> [RECORDS SHOWN]:

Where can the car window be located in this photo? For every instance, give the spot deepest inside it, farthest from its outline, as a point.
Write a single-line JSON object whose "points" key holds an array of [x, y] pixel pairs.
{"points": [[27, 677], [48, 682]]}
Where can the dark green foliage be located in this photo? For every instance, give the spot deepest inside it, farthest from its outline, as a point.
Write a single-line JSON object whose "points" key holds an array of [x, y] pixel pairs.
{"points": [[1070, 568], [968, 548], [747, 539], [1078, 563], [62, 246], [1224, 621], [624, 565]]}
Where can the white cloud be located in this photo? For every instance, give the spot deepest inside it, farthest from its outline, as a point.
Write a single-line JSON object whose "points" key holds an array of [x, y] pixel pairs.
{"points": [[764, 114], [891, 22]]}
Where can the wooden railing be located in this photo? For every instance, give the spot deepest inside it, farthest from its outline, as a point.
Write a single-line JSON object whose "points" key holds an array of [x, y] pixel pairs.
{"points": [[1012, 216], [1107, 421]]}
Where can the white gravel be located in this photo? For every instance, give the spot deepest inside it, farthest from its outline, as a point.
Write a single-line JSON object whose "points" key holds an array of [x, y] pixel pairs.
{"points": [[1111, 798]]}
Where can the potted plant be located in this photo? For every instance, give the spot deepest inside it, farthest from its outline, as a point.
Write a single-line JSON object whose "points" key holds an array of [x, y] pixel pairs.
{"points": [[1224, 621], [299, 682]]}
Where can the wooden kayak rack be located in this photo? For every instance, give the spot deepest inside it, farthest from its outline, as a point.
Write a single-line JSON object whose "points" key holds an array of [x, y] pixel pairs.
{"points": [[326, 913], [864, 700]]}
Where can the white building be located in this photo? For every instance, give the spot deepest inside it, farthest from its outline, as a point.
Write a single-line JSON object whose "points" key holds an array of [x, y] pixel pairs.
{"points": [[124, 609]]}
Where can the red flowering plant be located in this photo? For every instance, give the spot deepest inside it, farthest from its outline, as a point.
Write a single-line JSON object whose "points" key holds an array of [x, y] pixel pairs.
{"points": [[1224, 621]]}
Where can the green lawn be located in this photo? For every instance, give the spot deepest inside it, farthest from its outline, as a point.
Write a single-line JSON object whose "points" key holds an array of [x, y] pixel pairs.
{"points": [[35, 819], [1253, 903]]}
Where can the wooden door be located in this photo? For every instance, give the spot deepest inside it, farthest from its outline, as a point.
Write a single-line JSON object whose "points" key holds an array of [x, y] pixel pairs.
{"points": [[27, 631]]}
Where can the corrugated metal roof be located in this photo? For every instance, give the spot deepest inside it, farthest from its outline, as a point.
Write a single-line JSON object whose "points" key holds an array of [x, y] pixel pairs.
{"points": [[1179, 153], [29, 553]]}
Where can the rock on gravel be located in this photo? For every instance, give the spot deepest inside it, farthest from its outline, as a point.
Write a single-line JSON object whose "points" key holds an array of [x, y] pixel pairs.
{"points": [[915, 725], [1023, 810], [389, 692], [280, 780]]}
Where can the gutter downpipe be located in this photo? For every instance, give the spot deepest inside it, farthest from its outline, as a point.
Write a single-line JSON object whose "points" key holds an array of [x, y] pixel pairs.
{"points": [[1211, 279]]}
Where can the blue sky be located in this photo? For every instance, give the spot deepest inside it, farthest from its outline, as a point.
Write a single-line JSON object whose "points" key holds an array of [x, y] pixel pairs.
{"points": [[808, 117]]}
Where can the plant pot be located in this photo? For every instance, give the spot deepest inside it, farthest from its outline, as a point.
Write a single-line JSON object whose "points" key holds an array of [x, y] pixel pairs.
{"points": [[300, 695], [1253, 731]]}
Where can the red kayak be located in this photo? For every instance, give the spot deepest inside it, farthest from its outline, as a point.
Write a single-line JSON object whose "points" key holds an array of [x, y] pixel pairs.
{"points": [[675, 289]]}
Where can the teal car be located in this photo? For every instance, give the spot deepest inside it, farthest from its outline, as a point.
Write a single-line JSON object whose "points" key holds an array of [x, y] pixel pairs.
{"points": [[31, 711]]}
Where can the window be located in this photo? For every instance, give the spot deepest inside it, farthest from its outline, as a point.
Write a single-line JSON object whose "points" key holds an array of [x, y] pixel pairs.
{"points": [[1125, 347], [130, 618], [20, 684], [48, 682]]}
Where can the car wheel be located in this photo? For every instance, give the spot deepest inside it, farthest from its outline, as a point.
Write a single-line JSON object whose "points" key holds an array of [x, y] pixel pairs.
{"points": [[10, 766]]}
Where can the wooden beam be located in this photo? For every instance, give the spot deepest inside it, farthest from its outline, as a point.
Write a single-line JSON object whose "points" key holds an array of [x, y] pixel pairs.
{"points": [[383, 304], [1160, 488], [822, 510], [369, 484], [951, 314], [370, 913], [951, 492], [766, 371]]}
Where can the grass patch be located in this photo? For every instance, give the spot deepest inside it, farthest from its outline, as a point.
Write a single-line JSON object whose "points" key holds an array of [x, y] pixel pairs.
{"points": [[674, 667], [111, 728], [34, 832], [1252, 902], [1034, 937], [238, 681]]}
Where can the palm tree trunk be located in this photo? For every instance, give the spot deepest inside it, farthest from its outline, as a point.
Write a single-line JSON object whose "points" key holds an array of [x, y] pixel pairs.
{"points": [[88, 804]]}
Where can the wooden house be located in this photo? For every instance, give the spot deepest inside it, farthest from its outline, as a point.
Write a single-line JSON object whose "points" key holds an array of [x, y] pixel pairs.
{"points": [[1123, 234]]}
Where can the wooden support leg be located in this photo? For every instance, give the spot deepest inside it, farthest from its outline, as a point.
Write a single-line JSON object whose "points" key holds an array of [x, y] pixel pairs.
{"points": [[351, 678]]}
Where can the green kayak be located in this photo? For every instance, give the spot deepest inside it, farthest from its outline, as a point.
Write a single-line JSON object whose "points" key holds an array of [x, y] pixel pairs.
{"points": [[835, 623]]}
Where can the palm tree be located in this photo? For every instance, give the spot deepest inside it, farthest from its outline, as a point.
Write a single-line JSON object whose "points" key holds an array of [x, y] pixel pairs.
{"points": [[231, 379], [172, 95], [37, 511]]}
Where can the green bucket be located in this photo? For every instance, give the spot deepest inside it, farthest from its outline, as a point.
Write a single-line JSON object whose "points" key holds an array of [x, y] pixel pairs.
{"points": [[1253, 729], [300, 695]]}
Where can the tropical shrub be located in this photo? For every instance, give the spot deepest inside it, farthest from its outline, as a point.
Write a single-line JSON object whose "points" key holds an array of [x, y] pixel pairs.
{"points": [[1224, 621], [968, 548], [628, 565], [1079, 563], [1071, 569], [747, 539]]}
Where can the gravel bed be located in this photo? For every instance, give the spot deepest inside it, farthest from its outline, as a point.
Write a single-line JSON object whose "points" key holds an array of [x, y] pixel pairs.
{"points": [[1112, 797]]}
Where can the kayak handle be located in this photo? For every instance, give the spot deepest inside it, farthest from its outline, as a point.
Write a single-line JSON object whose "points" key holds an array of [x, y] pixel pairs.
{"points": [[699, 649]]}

> [WHAT IS NEEDED]:
Rewrite every one of the rows above, changing each "deepest" to "innermost" and leaving everything else unchanged.

> [RESULT FOR THIS EXERCISE]:
Where can the car window be located in this photo? For every instance, give the spot innermost inside it, farthest from its outline, as a point.
Write a single-line JSON object whose "points" key holds an array of [x, y] pixel pairs.
{"points": [[27, 677], [48, 682]]}
Where can the dark green foliage be located in this photo? For every instance, give the spot innermost inside it, farthest from its outline, as a point.
Write a single-line JSON object whose "points" key holds an array of [x, y] pixel pairs.
{"points": [[1070, 568], [968, 548], [747, 539], [1078, 563], [62, 246], [1224, 621], [624, 565]]}
Where can the white cloud be located in this photo? For every instance, give the spot innermost inside it, farthest from its outline, as a point.
Write a single-line JSON object whose "points" key holds an array of [x, y] pixel pairs.
{"points": [[764, 114], [891, 22]]}
Where can the wooden railing be located in this photo? For every instance, give the spot innermost inside it, farthest from its outline, as a point.
Write a single-line JSON object whose "points" key holds an array of [x, y] pixel pairs.
{"points": [[1012, 216], [1107, 421]]}
Where can the white gravel be located in this photo? For every instance, give the spot innermost inside it, farthest from its outline, as a point.
Write a single-line JSON object whose "points" key holds an array of [x, y] pixel pairs.
{"points": [[1111, 798]]}
Where can the potted plant be located in this photo? For every instance, give the spot innermost inside it, farthest from its outline, as a point.
Write a single-line JSON object whose "points" key holds an array of [x, y] pixel pairs.
{"points": [[1224, 621], [299, 682]]}
Where can the wooden kayak rack be located in this photo? For every instance, give the spot innermost inside it, farthest from its outline, as a point.
Write a single-line JSON object whose "points" key holds an array of [x, y] pixel pairs.
{"points": [[326, 913], [864, 700]]}
Where can the white building be located in this photo? For every instance, give the spot innermost inside it, farthest from its outline, as a point.
Write a single-line JSON object whose "points" key holds an array of [x, y] pixel pairs.
{"points": [[124, 609]]}
Where can the red flowering plant be located in this photo? For every instance, give the spot innermost inside it, farthest from its outline, as a point.
Write a single-line JSON object whose "points" key holds an array of [x, y] pixel pairs.
{"points": [[1224, 621]]}
Where can the green lawn be located in this photo? For every instance, give the spot innermost inside it, farthest from its outline, as a point.
Write a single-line JSON object whose "points" key holds an array of [x, y] pixel pairs.
{"points": [[35, 819], [1253, 903]]}
Where can the wooden door be located in this photo? For every instance, give the spot innermost inside it, farthest from its outline, as a point.
Write a single-line JSON object whose "points" key holds an array of [x, y] pixel pairs.
{"points": [[27, 631]]}
Where can the corrugated metal roof be located in this photo? For every instance, give the spot innermost inside it, farthest from its outline, as a point.
Write a single-line JSON object whose "points" key holds an array of [x, y] pixel pairs.
{"points": [[1179, 153], [29, 553]]}
Where can the rock on gravel be located in this photo? For every instance, give the spot innermost inside it, farthest from its outline, as a point.
Write a single-line JSON object whose "points" key holds an array of [x, y] pixel pairs.
{"points": [[915, 725], [1023, 810], [389, 692], [280, 780]]}
Where can the gutter downpipe be located in this photo? For every instance, give the spot innermost inside it, farthest from its outline, as a point.
Write a single-line JSON object whose "points" key holds an array of [x, y] pixel pairs.
{"points": [[1211, 279]]}
Where can the blue sky be located in this photo? For every instance, give the spot innermost inside it, farthest from its outline, as a point.
Write a single-line JSON object whose "points" key holds an array of [x, y] pixel pairs.
{"points": [[808, 117]]}
Where can the plant pot be located in this photo? For every instance, give the spot innermost inside it, farthest from its outline, as a point.
Write a single-line JSON object whose "points" key holds an array of [x, y] pixel pairs.
{"points": [[300, 695], [1253, 731]]}
Where can the red kayak be located in this photo? For every instance, give the spot innermost inside it, farthest from its outline, as a point.
Write a single-line JSON object whose "points" key holds an array of [x, y] pixel pairs.
{"points": [[675, 289]]}
Where can the teal car be located in this photo? For every instance, give the spot innermost inside it, farthest from its outline, as a point.
Write a single-line JSON object whose "points" key holds an array of [x, y] pixel pairs.
{"points": [[31, 711]]}
Where can the window be located in this photo? For every instance, give the spot innermost inside it, farthest from its outline, as a point.
Write a single-line JSON object whose "points" key holds an array of [x, y] pixel pairs.
{"points": [[1125, 347], [130, 618], [20, 684], [48, 682]]}
Where can the car wheel be located in this photo? For every instance, give the spot innermost inside it, farthest from its outline, as a point.
Write a single-line JSON object whose "points" key holds an array of [x, y] pixel pairs.
{"points": [[10, 766]]}
Where can the wooden beam be located in this photo? For every instance, give the spot innermost inside it, farthest from its outline, as a point.
Write a single-line JSON object whose "points" key holds an array of [x, y] pixel pairs.
{"points": [[383, 304], [1160, 488], [822, 510], [369, 484], [951, 314], [370, 913], [951, 492], [766, 371]]}
Where can the grass patch be located in this photo? For every instance, give the spot innermost inside it, farthest from its outline, as a point.
Write a single-line JSON object whose "points" key holds an array of [x, y] pixel pairs.
{"points": [[674, 667], [111, 728], [34, 832], [1252, 902], [1034, 937], [238, 681]]}
Where can the palm tree trunk be located in this photo? For every instance, give the spot innermost inside it, farthest from its outline, as a point.
Write a single-line JSON object whose "points" key holds an array of [x, y] pixel pairs.
{"points": [[88, 804]]}
Where can the wooden house be located in this photo? For every instance, give the spot innermost inside it, farthest from its outline, as a point.
Write a single-line JSON object whose "points" key holds an array of [x, y] pixel pairs.
{"points": [[1123, 234]]}
Where can the wooden support leg be located in this photo? For every instance, give the spot innermost inside it, farthest from its outline, as a point.
Write a single-line JSON object whose "points" key holds an array of [x, y] pixel pairs.
{"points": [[351, 678]]}
Where can the green kayak be located in this photo? For every instance, give the spot innermost inside it, farthest from its outline, as a point.
Write a single-line JSON object whose "points" key holds an array of [x, y] pixel pairs.
{"points": [[835, 623]]}
Where can the palm tree be located in this photo? For every instance, give the spot innermost inside it, farthest from its outline, as a point.
Write a single-line JSON object whose "points" key holds an array of [x, y] pixel pairs.
{"points": [[231, 379], [172, 95], [37, 511]]}
Where can the green bucket be located in this photo? For every instance, give the spot innermost inside it, farthest from its outline, as a point.
Write a single-line JSON object whose "points" key holds an array of [x, y] pixel pairs.
{"points": [[1253, 729], [300, 695]]}
Where can the tropical shrub be located in this photo? For every instance, give the spot innermost inside it, farthest from its outline, as a point.
Write a single-line JSON object whose "points" key holds an array of [x, y] pixel pairs.
{"points": [[1224, 621], [968, 548], [628, 565], [1079, 563], [1071, 569], [747, 539]]}
Where can the gravel bed be located in this photo? For every instance, give the spot innermost inside it, farthest from its outline, as a point.
Write a single-line JSON object whose "points" key holds an array of [x, y] pixel pairs.
{"points": [[1112, 797]]}
Where can the kayak handle be located in this photo? For every instance, give the spot innermost inside it, farthest from its outline, as a point.
Write a single-line JSON object whose "points" key holds an array of [x, y] pixel pairs.
{"points": [[699, 649]]}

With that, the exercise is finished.